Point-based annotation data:
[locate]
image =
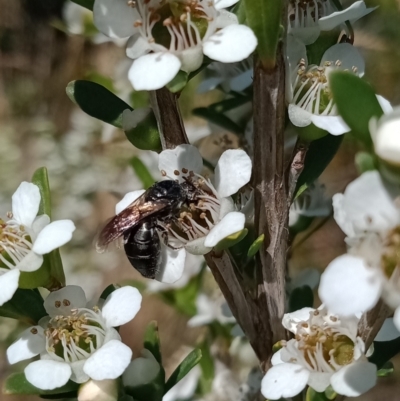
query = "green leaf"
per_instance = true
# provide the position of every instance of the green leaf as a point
(142, 172)
(219, 119)
(365, 162)
(255, 246)
(98, 102)
(301, 297)
(17, 384)
(152, 341)
(145, 135)
(179, 82)
(319, 155)
(85, 3)
(25, 305)
(264, 18)
(183, 369)
(356, 102)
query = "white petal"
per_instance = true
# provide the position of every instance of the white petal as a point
(8, 284)
(131, 118)
(173, 263)
(335, 125)
(98, 390)
(354, 12)
(290, 320)
(230, 224)
(365, 206)
(141, 371)
(182, 157)
(30, 262)
(196, 247)
(388, 331)
(348, 55)
(348, 286)
(298, 116)
(218, 4)
(283, 381)
(230, 44)
(121, 306)
(354, 379)
(233, 171)
(61, 302)
(127, 200)
(47, 374)
(25, 203)
(137, 46)
(53, 236)
(109, 362)
(114, 18)
(31, 343)
(153, 71)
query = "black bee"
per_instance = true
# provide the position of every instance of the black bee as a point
(140, 223)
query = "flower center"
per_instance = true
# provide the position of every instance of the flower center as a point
(311, 88)
(15, 242)
(76, 336)
(305, 13)
(173, 25)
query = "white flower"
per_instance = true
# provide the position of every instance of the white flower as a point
(325, 351)
(369, 215)
(385, 134)
(308, 92)
(211, 217)
(168, 36)
(308, 18)
(211, 310)
(76, 342)
(26, 237)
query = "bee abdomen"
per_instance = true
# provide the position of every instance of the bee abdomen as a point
(142, 247)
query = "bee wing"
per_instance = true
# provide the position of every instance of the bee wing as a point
(128, 218)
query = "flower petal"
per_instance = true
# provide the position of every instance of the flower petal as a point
(352, 13)
(348, 286)
(153, 71)
(233, 171)
(109, 362)
(47, 374)
(348, 56)
(365, 206)
(31, 343)
(173, 263)
(172, 161)
(230, 44)
(284, 380)
(62, 301)
(114, 18)
(127, 200)
(230, 224)
(137, 46)
(121, 306)
(25, 203)
(8, 284)
(53, 236)
(335, 125)
(354, 379)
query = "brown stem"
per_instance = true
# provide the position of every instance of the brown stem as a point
(166, 109)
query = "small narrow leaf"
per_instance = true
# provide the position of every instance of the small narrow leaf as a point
(142, 172)
(152, 341)
(255, 246)
(183, 369)
(97, 101)
(356, 102)
(85, 3)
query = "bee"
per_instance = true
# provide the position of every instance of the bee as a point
(141, 223)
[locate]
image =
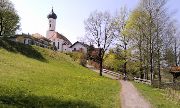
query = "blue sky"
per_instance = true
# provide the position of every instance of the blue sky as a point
(71, 14)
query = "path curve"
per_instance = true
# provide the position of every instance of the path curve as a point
(130, 98)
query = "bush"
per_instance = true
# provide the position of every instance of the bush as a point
(79, 57)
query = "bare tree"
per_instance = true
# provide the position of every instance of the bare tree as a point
(120, 23)
(100, 31)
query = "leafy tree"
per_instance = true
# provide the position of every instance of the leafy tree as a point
(100, 31)
(9, 19)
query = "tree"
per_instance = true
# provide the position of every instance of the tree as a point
(9, 19)
(120, 23)
(148, 29)
(100, 31)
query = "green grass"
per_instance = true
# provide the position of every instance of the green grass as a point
(157, 97)
(37, 77)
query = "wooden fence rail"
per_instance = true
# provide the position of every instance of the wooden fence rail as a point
(145, 81)
(115, 74)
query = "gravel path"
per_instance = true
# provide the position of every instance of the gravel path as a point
(130, 97)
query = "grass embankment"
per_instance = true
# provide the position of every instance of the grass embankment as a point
(159, 98)
(35, 77)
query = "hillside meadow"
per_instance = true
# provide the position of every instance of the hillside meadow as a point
(35, 77)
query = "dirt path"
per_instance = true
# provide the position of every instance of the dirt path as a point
(130, 97)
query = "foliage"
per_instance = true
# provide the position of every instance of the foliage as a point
(57, 82)
(100, 31)
(79, 57)
(9, 19)
(157, 97)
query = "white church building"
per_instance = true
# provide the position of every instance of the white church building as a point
(61, 42)
(58, 40)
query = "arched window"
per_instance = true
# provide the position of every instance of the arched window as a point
(58, 45)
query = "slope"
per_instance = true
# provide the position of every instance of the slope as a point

TO DO — Leave the pictures out and reproduce all of the records exactly.

RESULT OF THIS EXERCISE —
[locate]
image =
query = "green leaf"
per_instance = true
# provide the position of every instance of the green leaf as a point
(142, 172)
(219, 119)
(365, 162)
(255, 246)
(98, 102)
(301, 297)
(17, 384)
(152, 341)
(145, 135)
(179, 82)
(319, 155)
(85, 3)
(25, 305)
(264, 18)
(183, 369)
(356, 102)
query = "white petal"
per_instance = true
# provide the position of every instance of the white petal as a point
(8, 284)
(131, 118)
(173, 263)
(335, 125)
(98, 390)
(354, 12)
(290, 320)
(230, 224)
(365, 206)
(141, 371)
(182, 157)
(30, 262)
(196, 247)
(388, 331)
(348, 55)
(348, 286)
(298, 116)
(218, 4)
(283, 381)
(230, 44)
(121, 306)
(354, 379)
(233, 171)
(61, 302)
(127, 200)
(47, 374)
(25, 203)
(137, 46)
(53, 236)
(109, 362)
(114, 18)
(31, 343)
(153, 71)
query = "black bee"
per_instance = true
# provide the position of every instance of the black bee as a point
(140, 223)
query = "flower center"
per_instance = true
# provide the position of every instance of the flower center as a point
(311, 88)
(15, 242)
(76, 336)
(305, 13)
(173, 25)
query = "white flower"
per_instance = true
# provide the position of every instance of the white flower as a point
(325, 351)
(369, 215)
(385, 134)
(308, 92)
(211, 217)
(168, 36)
(308, 18)
(211, 310)
(76, 342)
(26, 237)
query = "bee abdomen"
per_instance = true
# provide the position of every instance of the bee abdomen as a point
(142, 247)
query = "bee wing"
per_instance = true
# provide the position of every instance of the bee wing as a point
(128, 218)
query = "flower petal"
per_instance = true
# provide the position of every instance of the flower petal as a point
(352, 13)
(348, 286)
(153, 71)
(233, 171)
(109, 362)
(47, 374)
(348, 56)
(365, 206)
(31, 343)
(173, 263)
(172, 161)
(230, 44)
(284, 380)
(62, 301)
(114, 18)
(127, 200)
(230, 224)
(137, 46)
(121, 306)
(25, 203)
(8, 284)
(53, 236)
(335, 125)
(354, 379)
query = "brown stem"
per_instance = true
# provide the position of every instance of the brown stem as a point
(166, 109)
query = "small narrow leaf"
per_instance = true
# provide the position of every instance of the small narrow leaf as a point
(142, 172)
(152, 341)
(255, 246)
(183, 369)
(97, 101)
(356, 102)
(85, 3)
query = "bee"
per_instance = true
# provide the position of every instance of the bee as a point
(141, 223)
[locate]
image =
query = "blue sky"
per_instance = true
# provide the position of every instance of the blue sky as a point
(71, 14)
query = "path curve"
per_instance = true
# provide the position of every instance of the path curve as a point
(130, 98)
query = "bush"
per_instance = true
# provide the position of every instance of the bush as a point
(79, 57)
query = "bare tree"
per_instance = true
# provide the position of every instance of the bare tree as a point
(120, 23)
(100, 31)
query = "leafy tree"
per_instance = true
# provide the position of every instance of the leafy tree as a point
(100, 31)
(9, 19)
query = "tree"
per_instance = true
# provide the position of every instance of the tree as a point
(9, 19)
(120, 23)
(148, 29)
(100, 31)
query = "green grass"
per_instance = true
# provide the position of every instance of the green grass as a point
(157, 97)
(37, 77)
query = "wooden fence rail"
per_instance = true
# provide the position of every instance of the wooden fence rail as a point
(145, 81)
(115, 74)
query = "gravel path"
per_instance = true
# provide the position of every instance of the gravel path as a point
(130, 97)
query = "grass embankment"
per_instance = true
# provide the position of every instance of the grass embankment as a point
(159, 98)
(35, 77)
query = "hillside meadow"
per_instance = true
# provide the position of every instance of the hillside meadow as a point
(35, 77)
query = "dirt path"
per_instance = true
# provide the position of every instance of the dirt path as a point
(130, 97)
query = "foliage"
per_instance = true
# provide the position of every instance of the foliage as a point
(57, 82)
(100, 31)
(79, 57)
(9, 19)
(157, 97)
query = "white church building"
per_instance = true
# provide the position of every instance of the white church building as a point
(61, 42)
(58, 40)
query = "arched window"
per_instance = true
# provide the position of every instance of the arched window as a point
(58, 45)
query = "slope"
per_instance = true
# provide the position of every instance of the slope as a point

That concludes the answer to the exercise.